Collected data entries
────────

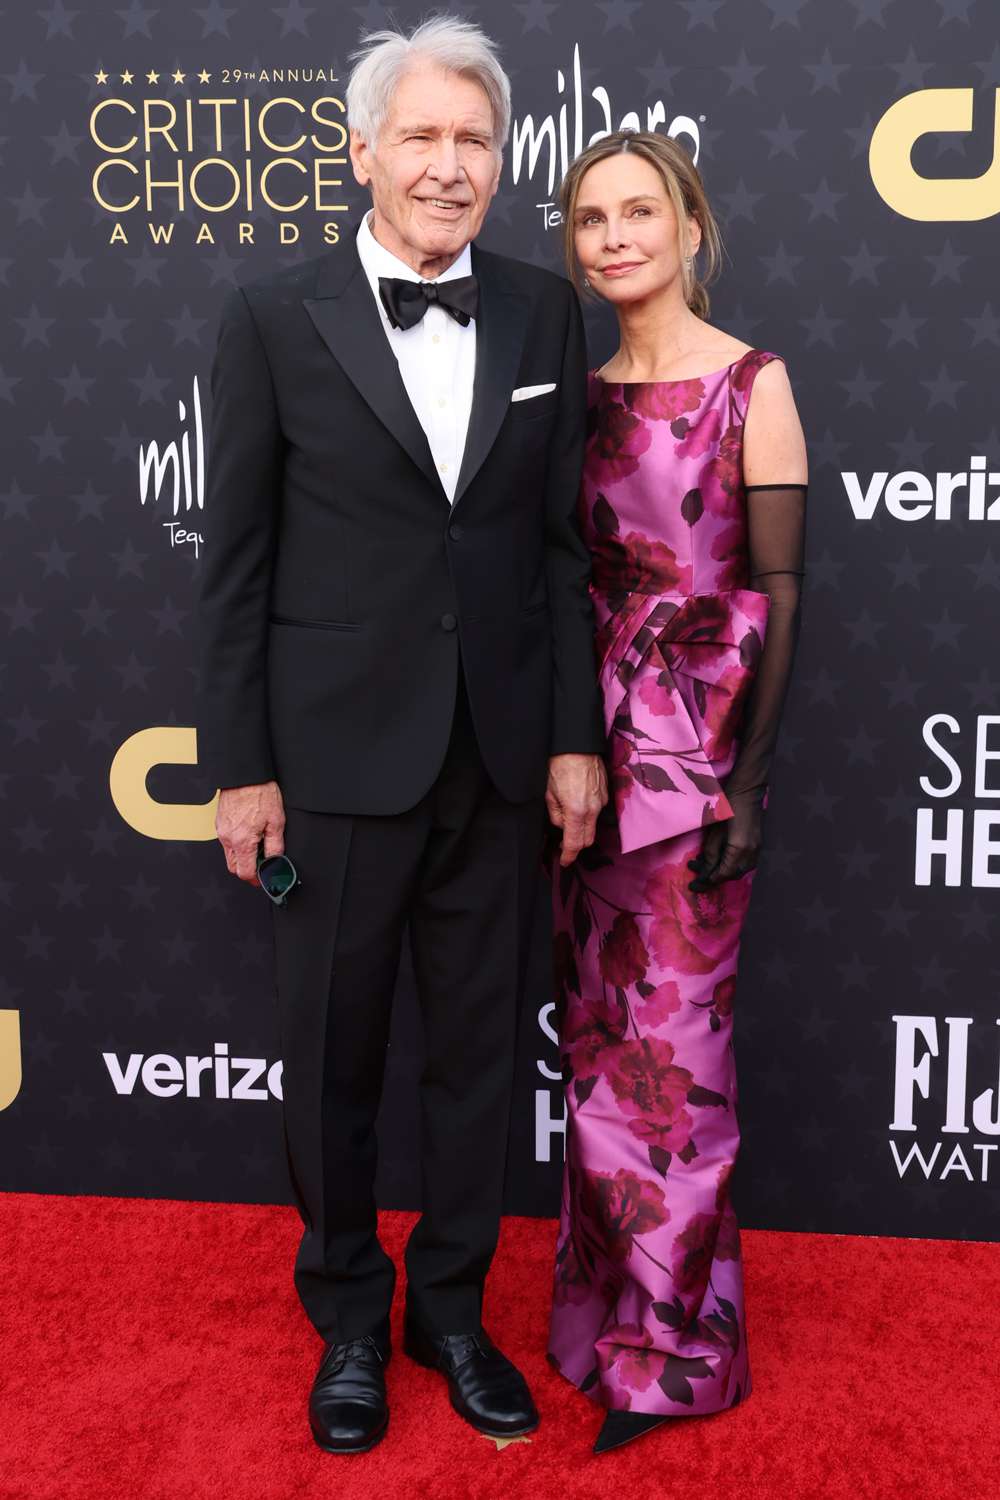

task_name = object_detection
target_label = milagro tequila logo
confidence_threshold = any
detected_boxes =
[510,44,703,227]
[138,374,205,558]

────────

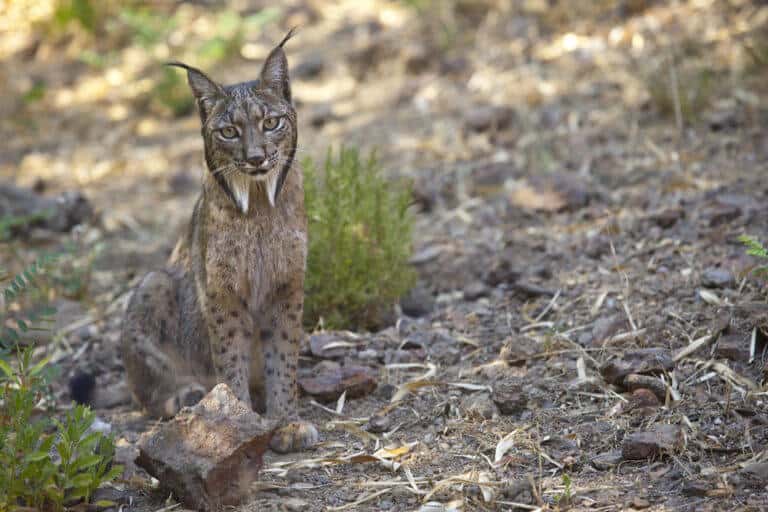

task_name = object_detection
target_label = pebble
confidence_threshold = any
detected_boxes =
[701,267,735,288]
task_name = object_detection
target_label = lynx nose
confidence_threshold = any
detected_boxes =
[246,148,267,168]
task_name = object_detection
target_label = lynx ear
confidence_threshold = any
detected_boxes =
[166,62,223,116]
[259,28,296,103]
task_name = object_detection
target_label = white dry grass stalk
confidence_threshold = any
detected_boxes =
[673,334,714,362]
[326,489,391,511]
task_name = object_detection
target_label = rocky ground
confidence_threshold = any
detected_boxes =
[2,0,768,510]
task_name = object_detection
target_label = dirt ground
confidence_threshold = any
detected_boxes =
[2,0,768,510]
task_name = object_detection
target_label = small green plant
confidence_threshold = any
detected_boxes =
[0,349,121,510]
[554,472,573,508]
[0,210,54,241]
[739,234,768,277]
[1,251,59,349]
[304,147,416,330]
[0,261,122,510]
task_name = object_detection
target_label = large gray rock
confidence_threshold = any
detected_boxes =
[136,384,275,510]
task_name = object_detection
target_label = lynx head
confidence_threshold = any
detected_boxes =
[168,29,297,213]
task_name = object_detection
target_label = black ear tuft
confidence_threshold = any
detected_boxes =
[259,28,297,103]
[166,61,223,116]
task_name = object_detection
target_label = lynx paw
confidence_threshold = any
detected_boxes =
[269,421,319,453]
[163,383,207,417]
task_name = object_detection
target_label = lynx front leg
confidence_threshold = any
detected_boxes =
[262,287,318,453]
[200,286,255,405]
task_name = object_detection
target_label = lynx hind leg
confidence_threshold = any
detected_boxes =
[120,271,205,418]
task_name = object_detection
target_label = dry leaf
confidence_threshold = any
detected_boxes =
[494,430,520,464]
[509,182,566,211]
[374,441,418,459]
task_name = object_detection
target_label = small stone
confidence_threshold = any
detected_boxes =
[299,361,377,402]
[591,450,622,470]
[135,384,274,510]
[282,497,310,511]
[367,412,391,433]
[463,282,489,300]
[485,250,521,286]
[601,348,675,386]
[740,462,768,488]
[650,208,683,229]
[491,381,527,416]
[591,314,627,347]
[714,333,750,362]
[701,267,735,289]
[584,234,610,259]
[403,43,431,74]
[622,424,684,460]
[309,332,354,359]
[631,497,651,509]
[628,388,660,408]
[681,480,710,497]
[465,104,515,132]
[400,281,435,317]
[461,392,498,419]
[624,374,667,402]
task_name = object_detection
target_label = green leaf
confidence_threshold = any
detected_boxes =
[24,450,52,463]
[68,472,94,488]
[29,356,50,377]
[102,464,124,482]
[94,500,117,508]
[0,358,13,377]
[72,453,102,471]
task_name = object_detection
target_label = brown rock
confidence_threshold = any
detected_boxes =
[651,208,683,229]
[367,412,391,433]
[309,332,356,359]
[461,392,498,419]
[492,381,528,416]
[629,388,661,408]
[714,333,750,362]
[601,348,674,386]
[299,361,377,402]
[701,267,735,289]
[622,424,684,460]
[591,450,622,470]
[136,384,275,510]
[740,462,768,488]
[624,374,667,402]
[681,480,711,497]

────────

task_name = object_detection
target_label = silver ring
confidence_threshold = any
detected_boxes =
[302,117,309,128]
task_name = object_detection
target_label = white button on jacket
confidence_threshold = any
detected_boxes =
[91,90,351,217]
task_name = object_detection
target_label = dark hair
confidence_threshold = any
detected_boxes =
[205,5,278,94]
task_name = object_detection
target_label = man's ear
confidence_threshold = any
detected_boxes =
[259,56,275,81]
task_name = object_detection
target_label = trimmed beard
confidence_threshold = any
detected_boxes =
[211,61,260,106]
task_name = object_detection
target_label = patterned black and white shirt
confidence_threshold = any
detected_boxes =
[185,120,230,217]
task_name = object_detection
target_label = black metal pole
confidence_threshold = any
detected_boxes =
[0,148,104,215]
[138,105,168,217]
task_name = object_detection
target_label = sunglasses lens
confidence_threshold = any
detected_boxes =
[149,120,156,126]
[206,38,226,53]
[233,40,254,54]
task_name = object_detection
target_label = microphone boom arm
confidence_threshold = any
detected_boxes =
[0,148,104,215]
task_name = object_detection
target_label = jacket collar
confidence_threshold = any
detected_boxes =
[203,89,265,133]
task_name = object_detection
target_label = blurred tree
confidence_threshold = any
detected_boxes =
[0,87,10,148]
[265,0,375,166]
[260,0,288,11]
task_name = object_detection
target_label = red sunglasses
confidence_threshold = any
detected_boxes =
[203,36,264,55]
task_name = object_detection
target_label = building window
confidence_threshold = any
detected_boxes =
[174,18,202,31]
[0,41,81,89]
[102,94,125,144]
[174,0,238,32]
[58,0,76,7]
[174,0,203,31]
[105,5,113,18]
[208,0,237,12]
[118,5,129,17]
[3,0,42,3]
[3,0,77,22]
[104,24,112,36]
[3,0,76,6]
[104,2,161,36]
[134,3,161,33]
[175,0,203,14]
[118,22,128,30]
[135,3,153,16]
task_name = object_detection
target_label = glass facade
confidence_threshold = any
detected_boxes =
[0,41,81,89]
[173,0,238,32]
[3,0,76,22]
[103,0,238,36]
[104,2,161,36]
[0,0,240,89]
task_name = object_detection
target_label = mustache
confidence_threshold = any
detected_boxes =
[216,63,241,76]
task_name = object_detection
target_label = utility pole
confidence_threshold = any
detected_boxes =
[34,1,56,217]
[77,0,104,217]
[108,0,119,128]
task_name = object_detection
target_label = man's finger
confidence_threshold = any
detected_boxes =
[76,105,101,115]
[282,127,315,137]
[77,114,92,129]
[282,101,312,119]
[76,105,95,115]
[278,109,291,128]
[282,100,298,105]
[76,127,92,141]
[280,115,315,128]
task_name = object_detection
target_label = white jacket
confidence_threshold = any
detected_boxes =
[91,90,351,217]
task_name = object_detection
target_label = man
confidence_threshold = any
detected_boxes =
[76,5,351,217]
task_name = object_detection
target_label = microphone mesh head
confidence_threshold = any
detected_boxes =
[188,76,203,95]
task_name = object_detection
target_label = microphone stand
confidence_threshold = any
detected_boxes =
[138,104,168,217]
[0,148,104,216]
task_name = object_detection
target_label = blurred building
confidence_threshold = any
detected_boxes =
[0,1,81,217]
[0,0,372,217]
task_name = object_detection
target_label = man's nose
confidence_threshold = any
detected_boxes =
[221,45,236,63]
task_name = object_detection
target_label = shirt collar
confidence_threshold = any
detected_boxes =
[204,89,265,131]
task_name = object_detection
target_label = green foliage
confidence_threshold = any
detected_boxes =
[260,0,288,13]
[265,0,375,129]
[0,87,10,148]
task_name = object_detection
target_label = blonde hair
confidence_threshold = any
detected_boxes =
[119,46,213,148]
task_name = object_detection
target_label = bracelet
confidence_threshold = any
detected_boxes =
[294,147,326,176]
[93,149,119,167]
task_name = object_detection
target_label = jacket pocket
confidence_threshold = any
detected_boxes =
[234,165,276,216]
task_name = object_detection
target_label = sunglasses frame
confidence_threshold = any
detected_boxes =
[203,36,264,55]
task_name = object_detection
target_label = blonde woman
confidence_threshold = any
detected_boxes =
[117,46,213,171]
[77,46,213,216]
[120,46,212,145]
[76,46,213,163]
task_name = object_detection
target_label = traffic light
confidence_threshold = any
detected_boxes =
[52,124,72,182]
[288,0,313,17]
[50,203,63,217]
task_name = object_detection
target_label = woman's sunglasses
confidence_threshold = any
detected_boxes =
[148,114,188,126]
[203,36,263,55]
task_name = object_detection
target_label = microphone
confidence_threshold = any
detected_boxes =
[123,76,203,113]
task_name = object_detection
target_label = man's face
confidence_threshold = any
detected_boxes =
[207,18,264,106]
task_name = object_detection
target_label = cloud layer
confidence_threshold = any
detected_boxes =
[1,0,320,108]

────────

--- Your goal ---
Count every line of the records that includes "blurred", and give that number with no other words.

--- Result ---
2